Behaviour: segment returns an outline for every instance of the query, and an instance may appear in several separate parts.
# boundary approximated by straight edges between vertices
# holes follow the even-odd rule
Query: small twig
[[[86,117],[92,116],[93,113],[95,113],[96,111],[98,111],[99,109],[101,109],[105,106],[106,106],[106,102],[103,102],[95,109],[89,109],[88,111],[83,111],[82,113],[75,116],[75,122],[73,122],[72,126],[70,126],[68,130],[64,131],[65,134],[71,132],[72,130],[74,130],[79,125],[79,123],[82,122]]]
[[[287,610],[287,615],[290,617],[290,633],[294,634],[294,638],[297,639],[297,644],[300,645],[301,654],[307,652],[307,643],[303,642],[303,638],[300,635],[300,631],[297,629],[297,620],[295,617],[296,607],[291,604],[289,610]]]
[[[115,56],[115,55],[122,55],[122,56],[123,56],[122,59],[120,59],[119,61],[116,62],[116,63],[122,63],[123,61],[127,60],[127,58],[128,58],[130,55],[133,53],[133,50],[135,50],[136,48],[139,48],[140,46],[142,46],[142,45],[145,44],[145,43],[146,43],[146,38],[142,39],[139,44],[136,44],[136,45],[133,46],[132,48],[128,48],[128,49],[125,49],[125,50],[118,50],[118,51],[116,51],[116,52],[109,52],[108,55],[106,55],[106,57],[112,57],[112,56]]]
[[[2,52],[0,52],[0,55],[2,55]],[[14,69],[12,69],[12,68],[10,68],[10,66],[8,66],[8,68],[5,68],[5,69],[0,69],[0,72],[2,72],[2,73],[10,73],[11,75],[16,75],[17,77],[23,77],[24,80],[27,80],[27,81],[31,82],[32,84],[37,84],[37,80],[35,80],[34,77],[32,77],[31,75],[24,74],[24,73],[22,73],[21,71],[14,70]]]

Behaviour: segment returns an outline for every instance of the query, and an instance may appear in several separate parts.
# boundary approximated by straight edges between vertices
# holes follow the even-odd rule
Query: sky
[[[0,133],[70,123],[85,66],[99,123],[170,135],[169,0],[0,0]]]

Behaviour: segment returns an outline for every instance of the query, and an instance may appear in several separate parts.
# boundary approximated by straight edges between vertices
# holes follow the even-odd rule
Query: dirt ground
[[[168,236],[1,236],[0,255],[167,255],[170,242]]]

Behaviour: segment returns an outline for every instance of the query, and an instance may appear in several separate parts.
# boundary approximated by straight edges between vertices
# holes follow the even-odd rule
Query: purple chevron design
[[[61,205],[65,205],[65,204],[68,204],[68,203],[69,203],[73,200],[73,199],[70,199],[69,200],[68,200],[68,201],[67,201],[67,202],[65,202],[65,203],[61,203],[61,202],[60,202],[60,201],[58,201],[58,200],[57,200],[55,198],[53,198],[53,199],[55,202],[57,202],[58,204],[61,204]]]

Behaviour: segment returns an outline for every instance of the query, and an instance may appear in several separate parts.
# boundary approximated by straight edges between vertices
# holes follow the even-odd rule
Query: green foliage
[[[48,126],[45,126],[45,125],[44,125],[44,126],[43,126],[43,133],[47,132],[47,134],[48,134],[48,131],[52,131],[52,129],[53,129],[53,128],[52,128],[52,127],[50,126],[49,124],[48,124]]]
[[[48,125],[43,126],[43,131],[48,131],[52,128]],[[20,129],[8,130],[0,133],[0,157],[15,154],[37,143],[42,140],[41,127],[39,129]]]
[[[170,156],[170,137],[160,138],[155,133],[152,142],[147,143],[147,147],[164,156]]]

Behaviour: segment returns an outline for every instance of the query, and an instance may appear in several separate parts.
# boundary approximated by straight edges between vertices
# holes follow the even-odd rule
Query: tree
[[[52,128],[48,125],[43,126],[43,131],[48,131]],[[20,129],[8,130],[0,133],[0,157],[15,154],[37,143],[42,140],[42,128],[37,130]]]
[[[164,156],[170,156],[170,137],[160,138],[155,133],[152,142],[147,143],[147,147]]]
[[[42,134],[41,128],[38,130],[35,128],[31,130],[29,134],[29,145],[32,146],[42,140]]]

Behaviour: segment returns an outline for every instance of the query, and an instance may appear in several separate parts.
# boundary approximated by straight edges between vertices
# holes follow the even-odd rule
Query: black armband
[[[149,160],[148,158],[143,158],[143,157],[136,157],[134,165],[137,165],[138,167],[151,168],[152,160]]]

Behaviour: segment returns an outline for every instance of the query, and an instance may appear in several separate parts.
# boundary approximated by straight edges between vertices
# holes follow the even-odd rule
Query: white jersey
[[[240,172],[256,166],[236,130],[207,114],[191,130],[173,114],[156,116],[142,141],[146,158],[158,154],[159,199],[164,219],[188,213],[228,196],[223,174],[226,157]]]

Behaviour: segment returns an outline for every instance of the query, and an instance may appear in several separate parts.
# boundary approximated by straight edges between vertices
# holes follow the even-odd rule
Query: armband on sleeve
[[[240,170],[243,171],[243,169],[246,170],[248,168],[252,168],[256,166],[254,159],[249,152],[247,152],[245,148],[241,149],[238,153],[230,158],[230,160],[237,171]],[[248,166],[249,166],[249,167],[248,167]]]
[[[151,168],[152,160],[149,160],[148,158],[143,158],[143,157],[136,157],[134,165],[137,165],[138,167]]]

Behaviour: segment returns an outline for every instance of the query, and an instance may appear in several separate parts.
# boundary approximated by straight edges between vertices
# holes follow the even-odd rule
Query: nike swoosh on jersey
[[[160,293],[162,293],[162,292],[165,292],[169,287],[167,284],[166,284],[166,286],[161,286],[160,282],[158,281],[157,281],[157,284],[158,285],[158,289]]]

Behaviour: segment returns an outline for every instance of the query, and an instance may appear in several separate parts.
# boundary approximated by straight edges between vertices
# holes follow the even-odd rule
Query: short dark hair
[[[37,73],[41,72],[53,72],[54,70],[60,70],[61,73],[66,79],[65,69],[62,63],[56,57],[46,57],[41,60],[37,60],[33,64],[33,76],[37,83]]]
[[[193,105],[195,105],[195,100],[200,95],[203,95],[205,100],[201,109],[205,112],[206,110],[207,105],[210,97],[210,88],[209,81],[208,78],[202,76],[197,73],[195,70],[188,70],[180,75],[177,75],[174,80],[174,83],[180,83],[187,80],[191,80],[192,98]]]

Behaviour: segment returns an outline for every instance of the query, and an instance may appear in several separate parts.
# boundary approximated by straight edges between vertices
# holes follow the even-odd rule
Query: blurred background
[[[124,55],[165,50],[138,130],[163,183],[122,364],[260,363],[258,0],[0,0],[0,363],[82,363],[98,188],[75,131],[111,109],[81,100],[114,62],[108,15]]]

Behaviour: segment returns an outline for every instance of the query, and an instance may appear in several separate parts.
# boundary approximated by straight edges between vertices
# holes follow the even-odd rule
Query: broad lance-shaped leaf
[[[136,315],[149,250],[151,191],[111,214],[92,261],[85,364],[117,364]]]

**STATED TASK**
Can you write out the items word for word, from the opening line through the line containing "[[[168,236],[1,236],[0,255],[167,255],[170,242]]]", including both ends?

**WORKED ANSWER**
Behaviour: segment returns an outline for every instance of the query, and an instance may appear in several separate parts.
# boundary approximated by straight edges between vertices
# holes follow the even-odd rule
Query: small twig
[[[86,117],[92,116],[93,113],[95,113],[96,111],[98,111],[99,109],[101,109],[105,106],[106,106],[106,102],[103,102],[95,109],[89,109],[88,111],[83,111],[82,113],[75,116],[75,122],[73,122],[72,126],[70,126],[68,130],[64,131],[65,134],[71,132],[72,130],[74,130],[79,125],[79,123],[82,122]]]
[[[287,610],[287,615],[290,617],[290,633],[294,634],[294,638],[297,639],[297,644],[300,645],[301,654],[307,652],[307,643],[303,642],[303,638],[300,635],[300,631],[297,629],[297,620],[295,617],[296,607],[291,604],[289,610]]]
[[[115,56],[115,55],[122,55],[122,56],[123,56],[122,59],[120,59],[119,61],[116,62],[116,63],[122,63],[123,61],[127,60],[127,58],[128,58],[130,55],[133,53],[133,50],[135,50],[136,48],[139,48],[140,46],[142,46],[142,45],[145,44],[145,43],[146,43],[146,38],[142,39],[139,44],[136,44],[136,45],[133,46],[132,48],[128,48],[128,49],[125,49],[125,50],[118,50],[118,51],[116,51],[116,52],[109,52],[108,55],[106,55],[106,57],[112,57],[112,56]]]
[[[2,52],[0,52],[0,55],[2,55]],[[14,69],[12,69],[12,68],[10,68],[10,66],[8,66],[8,68],[5,68],[5,69],[0,69],[0,72],[2,72],[2,73],[10,73],[11,75],[16,75],[17,77],[23,77],[24,80],[27,80],[27,81],[31,82],[32,84],[37,84],[37,80],[35,80],[34,77],[32,77],[31,75],[24,74],[24,73],[22,73],[21,71],[14,70]]]

Behaviour: segment returns an outline for every instance of the query, and an instance may appear in several separate parts.
# boundary approximated by straight edges between vertices
# holes follow the even-odd rule
Query: sky
[[[0,133],[70,123],[85,66],[99,123],[170,135],[169,0],[0,0]]]

Behaviour: segment returns an outline for every instance of the query, and an instance may appear in several separate parts.
# boundary approximated by straight edges between vertices
# holes follow the even-odd rule
Query: dirt ground
[[[168,236],[1,236],[0,255],[167,255],[170,242]]]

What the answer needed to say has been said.